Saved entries
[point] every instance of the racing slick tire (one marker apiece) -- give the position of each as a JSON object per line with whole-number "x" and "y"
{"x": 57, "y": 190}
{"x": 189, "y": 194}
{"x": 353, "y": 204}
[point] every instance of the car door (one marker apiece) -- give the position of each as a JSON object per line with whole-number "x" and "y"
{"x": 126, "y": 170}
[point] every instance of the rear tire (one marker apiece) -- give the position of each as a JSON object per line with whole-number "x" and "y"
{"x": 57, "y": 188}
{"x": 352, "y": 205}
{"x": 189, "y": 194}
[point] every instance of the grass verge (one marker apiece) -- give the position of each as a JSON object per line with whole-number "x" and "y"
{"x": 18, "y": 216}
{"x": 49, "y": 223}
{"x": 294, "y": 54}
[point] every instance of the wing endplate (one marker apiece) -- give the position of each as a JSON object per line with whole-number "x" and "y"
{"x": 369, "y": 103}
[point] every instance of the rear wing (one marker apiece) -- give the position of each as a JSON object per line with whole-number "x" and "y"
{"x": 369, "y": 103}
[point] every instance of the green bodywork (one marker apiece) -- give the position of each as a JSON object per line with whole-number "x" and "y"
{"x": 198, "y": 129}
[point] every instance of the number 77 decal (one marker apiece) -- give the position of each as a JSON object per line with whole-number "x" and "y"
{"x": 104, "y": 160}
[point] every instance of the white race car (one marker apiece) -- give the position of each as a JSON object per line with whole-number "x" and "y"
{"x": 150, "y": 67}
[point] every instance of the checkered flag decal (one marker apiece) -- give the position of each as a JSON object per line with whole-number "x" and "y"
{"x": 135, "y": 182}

* WHAT THE EXERCISE ASKS:
In the records above, return only the line that contains "[point] every instance of the car" and every line after it through the last, exactly as they appear.

* RESPONSE TO THE EXERCISE:
[point] every instance of the car door (one marker apiece) -- give the position of each as a JSON object per line with whole-number "x" and "y"
{"x": 126, "y": 170}
[point] every instance of the rear tire (one marker apiece) -- give the position of each as a JSON object per line with whole-number "x" and "y"
{"x": 57, "y": 188}
{"x": 352, "y": 205}
{"x": 189, "y": 194}
[point] every instance of the grass verge (one marker apiece) -- give the position of each as a JSON object per line with whole-number "x" and "y"
{"x": 18, "y": 216}
{"x": 49, "y": 223}
{"x": 294, "y": 54}
[point] every instance of the wing endplate (one marker apiece) -- give the position of each as a JSON object per line with whole-number "x" and "y"
{"x": 369, "y": 103}
[point] every instance of the rear wing (one marker apiece) -- give the position of each as a JSON object per line with whole-number "x" and "y"
{"x": 369, "y": 103}
[point] every instance of the green bodywork (one marker apiece) -- give the position of each as a JSON object per line with whole-number "x" and "y"
{"x": 198, "y": 129}
[point] every instance of the number 77 decal (one marker apiece) -- give the position of each as a JSON object per line with whole-number "x" and "y"
{"x": 104, "y": 160}
[point] every instance of the white race car (one marker apiece) -- give the position of each as a JSON object per line with whole-number "x" and "y"
{"x": 150, "y": 67}
[point] every instance of the checkered flag decal (one marker apiece) -- give the position of each as a JSON object per line with whole-number "x" and "y"
{"x": 135, "y": 182}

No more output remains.